Dokunduğun yerler yanıyor^^
Son 10 dakikaya kadar böyle bir derdim yoktu, Cem'in salaklığına, Ebru'nun sahteliğine, Yeter'in dört bir yanda savaş vermesine, Handan'ın anlaşılamaz hamlelerine, İdil'in gizli ajandasına yoruyordum aklımı, her zamanki şeyler yani. Şimdi yine onlardan konuşmak istiyorum. Hem geride bıraktığımız haftaların hatırını kırmamak, hem de geleceğe dair umutlarımı korumaya devam edebilmek için.
 
Bölümde bana en çok dokunan şey, Aslı'nın havaalanından çıkıp Ebru'ya gitmesi fakat Ebru'da aradığını bulamaması oldu. Ebru'yu baştan beri sevmiyorum ama bunun gerçek sebebini bu hafta en berrak haliyle gördüm. Ebru beceriksiz ve salak. Ama en kötüsü sahte olması, gerçekten dost olamaması Aslı'ya. Bunun sebebinin Şahin olamayacağı açık, belli ki Ebru'nun çok uzun zamandır babasının varlığından haberi vardı fakat Aslı'nın bu hikâyeye dâhil olması çok yeni. Dolayısıyla Aslı'ya bu sebeple yaklaşmış olamaz. Peki ama Ebru Aslı'yı neden sevmiyor?
 
En yakın arkadaşım dediğiniz insan ağlayarak size geliyor, yapacağınız şey onu yargılamak mı olur? Dostluk öyledir ki, en kötü şeyi yaptığını da bilseniz yine de sararsınız kollarınızı ona. Yaptığı şeyi onaylamak zorunda değilsiniz, ama onu anlamaya çalışmak, onunla birlikte dertlenmek zorundasınız. Üstelik bunu hiç düşünmeden yaparsınız. Arkadaşlık bunu gerektiriyor diye değil, içinizden başka türlüsü gelmediği için.

=-=-=-=-=

● Görevin amacı
Aslı ile Ebru'nun dostluğunu ele alan yukarıdaki bölüm yazısını lütfen son cümlesinden sonra aynı üslupla sürdürün.

● Veri alıntısı
=-=-=-=-=

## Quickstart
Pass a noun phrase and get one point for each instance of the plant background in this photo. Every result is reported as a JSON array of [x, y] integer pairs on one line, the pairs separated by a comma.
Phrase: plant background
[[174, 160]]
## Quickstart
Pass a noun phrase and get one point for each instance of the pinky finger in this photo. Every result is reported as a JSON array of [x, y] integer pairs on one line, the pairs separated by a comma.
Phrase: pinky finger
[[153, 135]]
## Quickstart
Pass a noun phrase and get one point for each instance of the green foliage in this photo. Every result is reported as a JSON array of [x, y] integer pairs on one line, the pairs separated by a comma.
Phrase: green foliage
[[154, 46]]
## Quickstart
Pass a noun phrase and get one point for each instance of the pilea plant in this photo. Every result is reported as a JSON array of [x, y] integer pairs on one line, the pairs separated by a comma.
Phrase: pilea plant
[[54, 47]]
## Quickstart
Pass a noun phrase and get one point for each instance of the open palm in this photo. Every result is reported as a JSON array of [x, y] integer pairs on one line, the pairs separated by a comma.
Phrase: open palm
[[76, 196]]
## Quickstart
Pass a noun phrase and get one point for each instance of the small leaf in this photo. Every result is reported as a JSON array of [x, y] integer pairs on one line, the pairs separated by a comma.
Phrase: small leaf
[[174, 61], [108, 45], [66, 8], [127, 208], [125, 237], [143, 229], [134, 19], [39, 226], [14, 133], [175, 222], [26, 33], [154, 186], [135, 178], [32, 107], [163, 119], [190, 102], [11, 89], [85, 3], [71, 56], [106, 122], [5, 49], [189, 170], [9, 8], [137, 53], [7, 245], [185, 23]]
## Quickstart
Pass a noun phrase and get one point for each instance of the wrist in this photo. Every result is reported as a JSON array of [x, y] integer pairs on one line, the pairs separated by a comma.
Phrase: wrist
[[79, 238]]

=-=-=-=-=

● Yazılı cevap
Ebru söylediklerinde, yargılarında haksız değil. Aslı gün be gün daha çok içine düşüyor bir karanlığın ve kurtulması hayrına olur. Ama Ebru bunu öyle bir zamanda ve öyle bir üslupla söylüyor ki, dost değil de düşman olduğunu ilan ediyor her bir sözcüğüyle.

Bu sahteliğiyle, anlayışsızlığı ve sevgisizliğiyle Aslı'yı kandırmayı nasıl becerdiğini ise sorgulamamıza bile gerek yok: Aslı dünyayı iyi bir yer, karşısındakini de kendisi gibi içten ve temiz sanıyordu Ferhat'la tanışana dek. Ebru da Aslı'nın görmeyi bilmediği gerçeklerdendi işte.
 

Kötüyüm ben ayol, ne dostluğu? Yastıkla mı boğsam acaba uyurken...
 
En çok hoşuma giden şeyin Dilsiz-Hülya diyalogları olduğunu söyleyeceğim şimdi, onların diyalogları mı var ki diye sormayın sakın. Aslı ile Ferhat'ı konuşurken ne güzel anlattılar kendi dertlerini. Seven konuşmaz diyen Dilsiz'e, hiç mi konuşmaz, diye soran Hülya; Hülya, aramızda kalsın, deyince, aramızda bir şey olsun da, diyen Dilsiz öyle çok şey söylediler ki, Hülya'nın Dilsiz'e hâlâ abi diyor olmasını da, Dilsiz'in adını şimdiye kadar kimsenin sormamış olmasını da sorgulayacak halim kalmadı. Çok güzeller gerçekten.
 
Hiç mi konuşmaz, Dilsiz midir seven?
 
Hoşuma gidenlerden söz ederken sıranın Cem'e geleceğini hiç düşünmezdim ama oluyormuş. Yılmaz'ı sorgularken öyle laflar etti ki, sıradan bir günde, herhangi bir haber bültenini izleyip göreceğimiz 'adi' suçları ve onların ardından duyduklarımızı bir kalemde sıraladı, içini döktü. Söylediklerini buraya yazıyorum, gelip gidip okumalıyız bence, sorumluluk almaya ve yapılanların sorumluluğunun alınmasına hepimizin ihtiyacı var:
 
Taciz edersiniz: tahrik etti. Tecavüz edersiniz: şeytana uydum. Hırsızlık yaparsınız: ihtiyacım vardı. Adam vurursunuz: namusumu temizledim. Birinin canına kast edersiniz: kendimi tutamadım. Biriniz de çıkın, delikanlı gibi, deyin ki ben yaptım.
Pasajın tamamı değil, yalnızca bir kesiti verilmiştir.